### Problem requirements
Find the line with "Here's a dare: find red" in the data below. Repeat it and every line after it up to the end, exactly, but drop the pictures.

The data Block Start

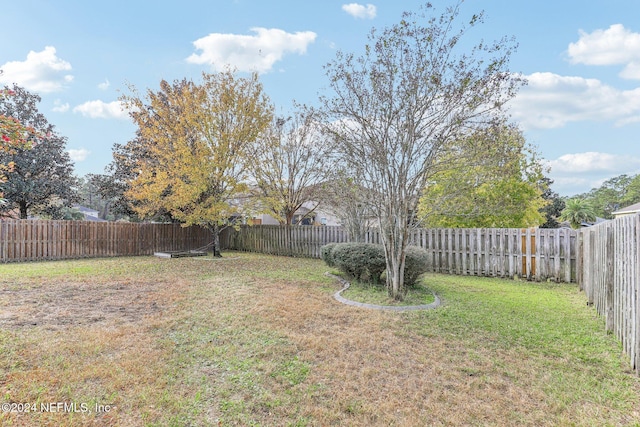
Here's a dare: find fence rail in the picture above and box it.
[221,225,577,283]
[0,219,212,262]
[579,214,640,374]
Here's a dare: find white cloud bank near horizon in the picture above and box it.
[510,72,640,129]
[546,152,640,195]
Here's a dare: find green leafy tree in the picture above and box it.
[121,71,273,256]
[578,174,632,219]
[559,198,596,229]
[75,175,119,220]
[0,84,77,218]
[418,124,546,228]
[571,174,640,218]
[1,90,32,204]
[620,174,640,208]
[539,178,565,228]
[320,2,523,300]
[88,138,156,222]
[1,77,37,204]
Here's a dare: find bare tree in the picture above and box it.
[320,2,524,299]
[249,110,332,225]
[316,169,371,242]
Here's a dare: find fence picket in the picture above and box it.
[0,219,211,262]
[219,225,577,283]
[577,213,640,374]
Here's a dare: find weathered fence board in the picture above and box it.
[0,219,211,262]
[579,214,640,374]
[220,225,577,283]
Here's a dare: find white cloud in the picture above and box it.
[620,61,640,80]
[98,79,110,90]
[546,152,640,174]
[52,99,70,113]
[68,148,90,162]
[73,100,127,119]
[509,72,640,129]
[567,24,640,80]
[186,27,317,73]
[342,3,377,19]
[546,152,640,196]
[0,46,73,93]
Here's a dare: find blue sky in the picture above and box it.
[2,0,640,197]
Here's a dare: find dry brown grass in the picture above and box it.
[0,252,639,426]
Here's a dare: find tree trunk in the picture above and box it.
[211,224,222,258]
[286,224,293,256]
[381,219,408,301]
[285,211,294,225]
[100,202,110,220]
[19,201,28,219]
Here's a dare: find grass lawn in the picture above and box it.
[0,251,639,426]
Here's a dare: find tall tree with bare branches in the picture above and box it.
[320,1,524,299]
[248,110,331,225]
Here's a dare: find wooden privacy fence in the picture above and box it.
[221,225,577,282]
[0,219,212,262]
[579,214,640,374]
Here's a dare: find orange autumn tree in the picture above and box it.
[121,71,273,256]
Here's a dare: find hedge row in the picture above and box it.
[321,242,429,286]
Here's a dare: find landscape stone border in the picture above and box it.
[325,272,441,312]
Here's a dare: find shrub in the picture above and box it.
[320,243,338,267]
[403,245,430,286]
[331,242,386,284]
[324,242,429,287]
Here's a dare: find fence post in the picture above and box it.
[635,214,640,373]
[605,225,614,332]
[576,230,584,291]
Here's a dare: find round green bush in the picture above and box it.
[331,242,386,284]
[320,243,338,267]
[403,245,430,286]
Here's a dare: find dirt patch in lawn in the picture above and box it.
[0,280,168,330]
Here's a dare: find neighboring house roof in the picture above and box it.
[612,202,640,217]
[73,205,99,216]
[0,208,21,219]
[72,205,106,221]
[581,217,609,227]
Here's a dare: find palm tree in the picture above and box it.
[559,198,596,229]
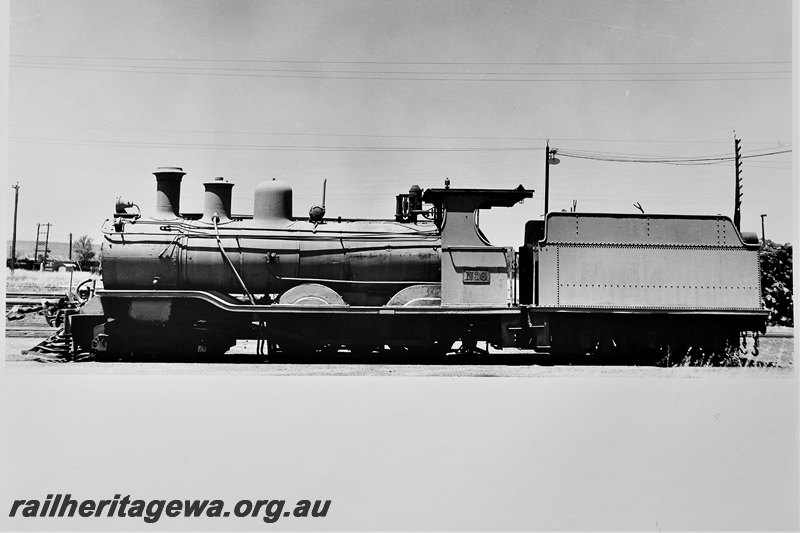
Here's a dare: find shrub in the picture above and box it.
[759,240,793,326]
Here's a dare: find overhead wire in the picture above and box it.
[9,135,793,162]
[11,63,789,82]
[10,59,790,77]
[557,148,792,165]
[9,123,788,146]
[10,56,790,82]
[8,136,538,151]
[10,54,792,66]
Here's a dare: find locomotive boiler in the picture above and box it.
[66,166,767,361]
[102,168,441,307]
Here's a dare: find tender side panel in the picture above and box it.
[536,214,763,311]
[542,213,745,246]
[539,245,761,309]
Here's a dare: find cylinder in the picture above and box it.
[153,167,185,219]
[254,179,292,224]
[201,177,234,223]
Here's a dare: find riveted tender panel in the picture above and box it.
[537,213,763,311]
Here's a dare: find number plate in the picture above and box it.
[462,269,490,284]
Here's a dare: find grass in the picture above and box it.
[5,269,101,293]
[656,335,790,368]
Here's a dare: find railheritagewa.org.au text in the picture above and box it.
[9,494,331,523]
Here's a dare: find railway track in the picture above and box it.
[7,291,67,299]
[6,291,69,307]
[5,326,59,338]
[6,291,72,339]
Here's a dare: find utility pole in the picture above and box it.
[734,134,743,231]
[43,223,51,268]
[34,223,41,265]
[544,141,559,216]
[760,214,767,244]
[69,232,73,260]
[10,182,19,272]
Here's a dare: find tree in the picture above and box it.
[74,235,96,264]
[759,240,793,326]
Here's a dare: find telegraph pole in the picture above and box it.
[69,232,73,260]
[34,223,41,265]
[10,182,19,272]
[734,135,743,231]
[43,223,51,267]
[544,141,559,216]
[760,214,767,244]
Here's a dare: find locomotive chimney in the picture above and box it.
[201,177,234,223]
[153,167,186,219]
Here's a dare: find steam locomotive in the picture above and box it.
[66,167,767,360]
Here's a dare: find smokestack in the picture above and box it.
[153,166,185,219]
[201,177,234,223]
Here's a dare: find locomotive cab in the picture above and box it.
[422,186,532,307]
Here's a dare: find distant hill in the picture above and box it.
[6,240,101,261]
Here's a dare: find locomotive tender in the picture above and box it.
[67,166,767,359]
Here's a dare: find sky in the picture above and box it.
[4,0,795,251]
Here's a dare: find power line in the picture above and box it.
[558,145,788,160]
[10,123,787,145]
[10,60,789,77]
[557,148,792,165]
[8,136,537,152]
[10,54,791,66]
[560,145,790,157]
[10,63,790,82]
[9,135,793,161]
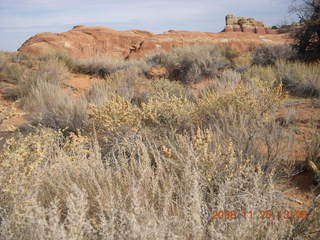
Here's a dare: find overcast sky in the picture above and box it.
[0,0,297,51]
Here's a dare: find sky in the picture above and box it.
[0,0,297,51]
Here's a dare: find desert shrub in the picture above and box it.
[252,44,297,66]
[276,60,320,98]
[23,82,88,132]
[1,45,319,240]
[197,70,242,99]
[231,53,253,72]
[0,58,87,131]
[85,80,112,106]
[195,78,285,124]
[0,61,27,84]
[193,79,290,173]
[74,57,148,78]
[221,46,240,66]
[104,67,143,100]
[37,51,76,71]
[35,57,69,85]
[141,93,194,131]
[0,52,39,85]
[149,78,187,97]
[88,95,142,135]
[73,57,125,77]
[147,45,231,84]
[5,57,70,100]
[131,78,193,106]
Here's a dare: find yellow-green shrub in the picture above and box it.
[88,95,142,134]
[0,129,88,196]
[141,93,194,129]
[194,78,285,124]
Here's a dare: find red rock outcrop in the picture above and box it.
[224,14,278,34]
[18,24,291,59]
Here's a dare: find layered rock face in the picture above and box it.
[224,14,278,34]
[18,24,289,59]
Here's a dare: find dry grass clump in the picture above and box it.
[275,60,320,98]
[147,45,231,84]
[243,65,277,83]
[243,61,320,98]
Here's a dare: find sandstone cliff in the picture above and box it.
[18,24,291,59]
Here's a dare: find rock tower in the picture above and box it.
[224,14,278,34]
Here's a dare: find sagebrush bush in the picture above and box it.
[4,57,69,100]
[23,82,88,132]
[74,57,148,79]
[147,45,231,84]
[85,80,112,106]
[0,62,26,84]
[252,44,297,66]
[104,67,142,100]
[214,69,242,90]
[37,51,76,71]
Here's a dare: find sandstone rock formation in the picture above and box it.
[224,14,278,34]
[18,24,290,59]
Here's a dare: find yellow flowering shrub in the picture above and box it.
[194,78,286,124]
[0,128,90,196]
[141,92,194,128]
[0,129,61,195]
[88,95,142,134]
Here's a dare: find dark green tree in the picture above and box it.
[291,0,320,61]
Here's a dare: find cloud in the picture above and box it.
[0,0,296,51]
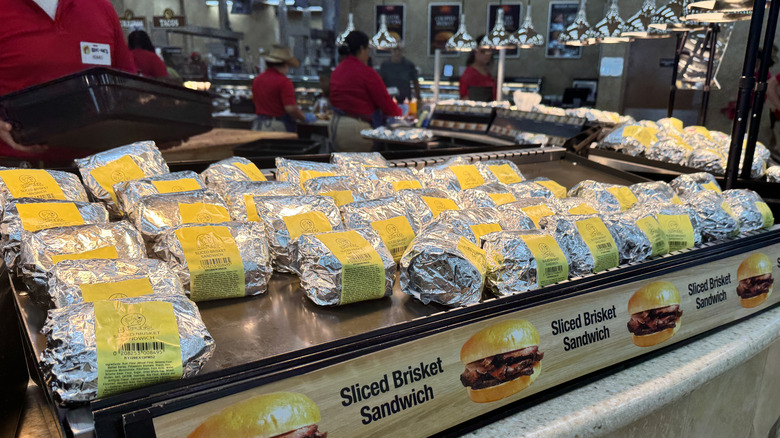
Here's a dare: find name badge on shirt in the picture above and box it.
[80,42,111,66]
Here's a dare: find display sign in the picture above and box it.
[547,2,582,59]
[119,10,146,31]
[153,238,780,437]
[153,8,186,28]
[428,3,461,57]
[487,3,522,57]
[375,5,405,54]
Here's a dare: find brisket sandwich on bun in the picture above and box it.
[188,392,326,438]
[737,253,774,308]
[459,319,543,403]
[627,281,683,347]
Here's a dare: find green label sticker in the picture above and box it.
[636,216,669,257]
[175,225,246,302]
[80,278,155,302]
[657,214,695,252]
[315,230,386,305]
[457,236,487,277]
[520,234,569,287]
[576,217,619,273]
[757,202,775,228]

The data Block End

### Written answer
Here's a dare: find red rock outcrop in the picture above and box it.
[224,14,278,34]
[18,24,291,59]
Here's a dare: find layered rock face in the picture above and box it.
[224,14,278,34]
[18,24,289,59]
Here's a dare: find dry grass clump in the picture above and box it.
[275,60,320,98]
[147,45,231,84]
[243,65,277,83]
[243,61,320,98]
Here's a dare: find sandstone cliff in the picture above and box it.
[18,24,291,59]
Here's a dare: find rock tower in the picture above and box it.
[224,14,278,34]
Here's a dare: find sagebrush bush in the picture above and box it.
[4,57,69,100]
[23,82,88,132]
[74,57,148,79]
[147,45,231,84]
[85,80,112,106]
[0,62,26,84]
[252,44,297,66]
[104,67,142,100]
[214,69,242,90]
[37,51,76,71]
Here's a dare: find sandstone rock formation in the picture above and box it.
[224,14,278,34]
[18,24,290,59]
Here's a dare: find yellow flowering shrub in the picture above and box it.
[194,78,286,124]
[0,128,90,196]
[141,92,194,128]
[0,129,61,195]
[88,95,142,134]
Here's a dare: find dark green tree in the picture above and box it.
[291,0,320,61]
Here's a dare: find cloud in the picture above and box it.
[0,0,296,51]
Here's a dare: find name badge on shirt in the picture above and box it.
[80,42,111,66]
Here's a dare: find display sign in the picture above and box it.
[547,2,582,59]
[119,10,146,31]
[153,238,780,437]
[153,8,186,28]
[428,3,461,57]
[487,3,522,57]
[375,5,405,54]
Here's a dare: find brisket sandwich on bun in the picture above and box it.
[188,392,326,438]
[737,253,774,308]
[459,319,543,403]
[627,281,683,347]
Here's a dare: find green label sticker in the picture above and box it.
[636,216,669,257]
[175,225,246,302]
[80,278,155,302]
[657,214,695,252]
[315,230,386,305]
[457,236,487,277]
[520,234,569,287]
[576,217,619,273]
[757,202,775,228]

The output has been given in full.